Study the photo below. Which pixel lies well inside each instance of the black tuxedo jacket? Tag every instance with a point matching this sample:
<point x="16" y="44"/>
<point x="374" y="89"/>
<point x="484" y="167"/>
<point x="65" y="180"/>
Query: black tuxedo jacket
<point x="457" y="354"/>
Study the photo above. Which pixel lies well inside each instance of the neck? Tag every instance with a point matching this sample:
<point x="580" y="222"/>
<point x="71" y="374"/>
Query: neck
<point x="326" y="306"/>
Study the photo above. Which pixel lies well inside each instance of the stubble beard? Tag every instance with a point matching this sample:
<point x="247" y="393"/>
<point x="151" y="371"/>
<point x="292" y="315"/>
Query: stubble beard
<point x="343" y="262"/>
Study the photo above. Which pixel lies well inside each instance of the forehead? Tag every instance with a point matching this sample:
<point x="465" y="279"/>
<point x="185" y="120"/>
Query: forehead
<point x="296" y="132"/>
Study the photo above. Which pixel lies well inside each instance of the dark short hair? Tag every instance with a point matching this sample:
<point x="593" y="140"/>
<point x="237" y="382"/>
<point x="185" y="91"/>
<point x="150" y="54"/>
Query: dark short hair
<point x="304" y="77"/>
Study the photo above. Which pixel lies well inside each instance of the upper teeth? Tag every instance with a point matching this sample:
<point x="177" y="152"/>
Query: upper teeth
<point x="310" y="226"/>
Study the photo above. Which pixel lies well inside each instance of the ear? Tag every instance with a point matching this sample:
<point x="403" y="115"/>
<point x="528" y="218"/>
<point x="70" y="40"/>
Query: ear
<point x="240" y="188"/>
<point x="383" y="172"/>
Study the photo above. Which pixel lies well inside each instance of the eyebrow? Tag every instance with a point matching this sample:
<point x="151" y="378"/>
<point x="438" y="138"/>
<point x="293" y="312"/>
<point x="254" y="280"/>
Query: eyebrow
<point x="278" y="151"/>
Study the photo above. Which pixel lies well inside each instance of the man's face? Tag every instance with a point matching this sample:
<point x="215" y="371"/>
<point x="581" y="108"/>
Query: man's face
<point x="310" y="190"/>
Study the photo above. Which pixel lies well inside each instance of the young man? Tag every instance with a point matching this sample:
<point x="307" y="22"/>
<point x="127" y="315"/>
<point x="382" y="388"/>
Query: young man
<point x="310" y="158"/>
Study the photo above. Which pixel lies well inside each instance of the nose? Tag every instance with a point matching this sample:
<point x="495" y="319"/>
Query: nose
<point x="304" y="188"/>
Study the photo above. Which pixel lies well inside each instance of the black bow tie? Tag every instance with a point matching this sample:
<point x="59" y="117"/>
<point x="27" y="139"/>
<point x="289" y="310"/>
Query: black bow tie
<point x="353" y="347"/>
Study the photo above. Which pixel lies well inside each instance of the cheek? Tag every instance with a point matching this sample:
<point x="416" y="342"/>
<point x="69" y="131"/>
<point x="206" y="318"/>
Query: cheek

> [Exercise objective]: An exact copy of the entries from the line containing "of the cheek?" through the last line is the expected answer.

> [Written response]:
Study the photo above. Which pixel lies well inside each instance of the cheek? Tag every instance with a point matching this sample:
<point x="416" y="342"/>
<point x="69" y="131"/>
<point x="206" y="318"/>
Query: cheek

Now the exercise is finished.